JERUSALEM—About 15 people were killed on Monday when the Israeli navy intercepted a convoy of aid ships that activists were trying to sail to the Gaza Strip, Israel’s Channel 10 private television network said.

Earlier, a spokesman for the Free Gaza Movement which organized the six-ship flotilla said at least two were killed.

Casualties could hurt Israel’s international image and diplomatic relations, especially its long-time regional Muslim ally Turkey, whose flag some of the aid ships were flying.

Israel has said it was absolutely determined to maintain its blockade of the Islamist Hamas-controlled Gaza Strip, a Palestinian territory of 1.5 million. It has previously halted such activist ships, although others have reached Gaza before.

Amid Israeli military censorship and a refusal of Israeli officials to comment on what appeared to be a continuing operation three hours after dawn broke over the Mediterranean, Channel 10 made clear it was not citing foreign sources.

Object position labeling lines:

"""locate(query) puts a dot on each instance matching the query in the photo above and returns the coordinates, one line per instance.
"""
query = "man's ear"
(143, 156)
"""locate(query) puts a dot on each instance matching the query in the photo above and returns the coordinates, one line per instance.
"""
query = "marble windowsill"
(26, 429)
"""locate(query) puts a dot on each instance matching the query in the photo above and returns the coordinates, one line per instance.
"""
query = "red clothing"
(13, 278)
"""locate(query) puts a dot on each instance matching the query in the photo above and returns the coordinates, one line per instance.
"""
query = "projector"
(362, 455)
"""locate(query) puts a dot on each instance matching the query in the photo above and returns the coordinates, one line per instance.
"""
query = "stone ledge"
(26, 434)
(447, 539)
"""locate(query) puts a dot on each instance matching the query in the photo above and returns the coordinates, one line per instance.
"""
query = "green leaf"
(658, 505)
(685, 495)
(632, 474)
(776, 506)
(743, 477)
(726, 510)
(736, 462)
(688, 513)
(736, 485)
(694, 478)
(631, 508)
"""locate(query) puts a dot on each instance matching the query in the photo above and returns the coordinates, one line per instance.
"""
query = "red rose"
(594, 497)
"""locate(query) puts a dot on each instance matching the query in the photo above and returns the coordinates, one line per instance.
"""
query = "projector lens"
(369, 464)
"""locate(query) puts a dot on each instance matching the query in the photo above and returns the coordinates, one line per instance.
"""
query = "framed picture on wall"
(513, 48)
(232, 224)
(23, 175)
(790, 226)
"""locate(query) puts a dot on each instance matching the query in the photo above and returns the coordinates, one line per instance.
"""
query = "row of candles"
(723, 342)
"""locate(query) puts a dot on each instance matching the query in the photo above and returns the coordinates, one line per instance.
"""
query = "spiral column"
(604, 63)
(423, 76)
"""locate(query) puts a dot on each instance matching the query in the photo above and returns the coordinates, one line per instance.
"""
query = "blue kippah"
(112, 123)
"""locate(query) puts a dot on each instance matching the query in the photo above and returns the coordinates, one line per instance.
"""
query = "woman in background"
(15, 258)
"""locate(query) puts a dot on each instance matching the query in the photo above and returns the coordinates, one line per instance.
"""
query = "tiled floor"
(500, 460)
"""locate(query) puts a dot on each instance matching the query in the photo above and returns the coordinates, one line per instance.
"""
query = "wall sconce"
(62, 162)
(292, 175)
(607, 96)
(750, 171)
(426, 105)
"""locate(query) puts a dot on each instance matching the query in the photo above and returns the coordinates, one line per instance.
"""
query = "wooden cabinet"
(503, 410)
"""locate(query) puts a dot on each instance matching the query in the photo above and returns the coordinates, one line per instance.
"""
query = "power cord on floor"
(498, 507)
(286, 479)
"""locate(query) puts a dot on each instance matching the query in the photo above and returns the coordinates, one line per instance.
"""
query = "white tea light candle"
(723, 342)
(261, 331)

WHAT YOU WILL DO:
(a) Answer these questions about the flotilla report.
(i) How many ships made up the flotilla organized by the Free Gaza Movement?
(ii) What population does the report give for the Gaza Strip?
(iii) Which long-time regional ally's flag were some of the aid ships flying?
(b) Rewrite the stretch from "Amid Israeli military" through "citing foreign sources." in the flotilla report, replacing "censorship" with "restrictions".

TASK-BY-TASK OUTPUTS:
(a)
(i) Six
(ii) 1.5 million
(iii) Turkey

(b)
Amid Israeli military restrictions and a refusal of Israeli officials to comment on what appeared to be a continuing operation three hours after dawn broke over the Mediterranean, Channel 10 made clear it was not citing foreign sources.